→ **Input data**
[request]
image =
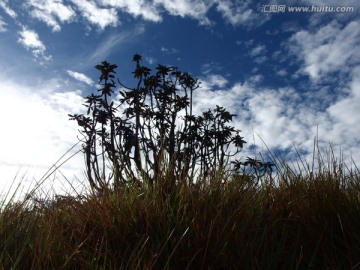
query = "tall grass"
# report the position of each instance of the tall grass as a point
(304, 219)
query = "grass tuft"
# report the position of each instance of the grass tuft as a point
(301, 219)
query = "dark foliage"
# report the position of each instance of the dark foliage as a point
(149, 132)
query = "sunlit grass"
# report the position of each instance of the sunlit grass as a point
(301, 219)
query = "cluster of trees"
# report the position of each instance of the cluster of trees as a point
(149, 132)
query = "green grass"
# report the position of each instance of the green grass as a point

→ **To be done**
Format the items above as a numbered list, one line per entry, skipping any blank lines and leaving out the pictures.

→ **Answer below**
1. [request]
2. image =
3. query = "tall grass"
4. # report the position of each instance of the tall grass as a point
5. (304, 219)
6. query = "grass tuft"
7. # report the position of each instance of the grass tuft as a point
8. (301, 219)
9. query = "dark foliage"
10. # report the position of each instance of the dark foliage as a point
11. (149, 132)
12. query = "sunlit grass"
13. # report the position of each instance of the sunlit grass as a point
14. (301, 219)
15. query = "cluster of trees"
16. # report the position of each instance of the cluster of trees as a point
17. (149, 132)
18. query = "green grass"
19. # report the position of each instance of the green grass as a point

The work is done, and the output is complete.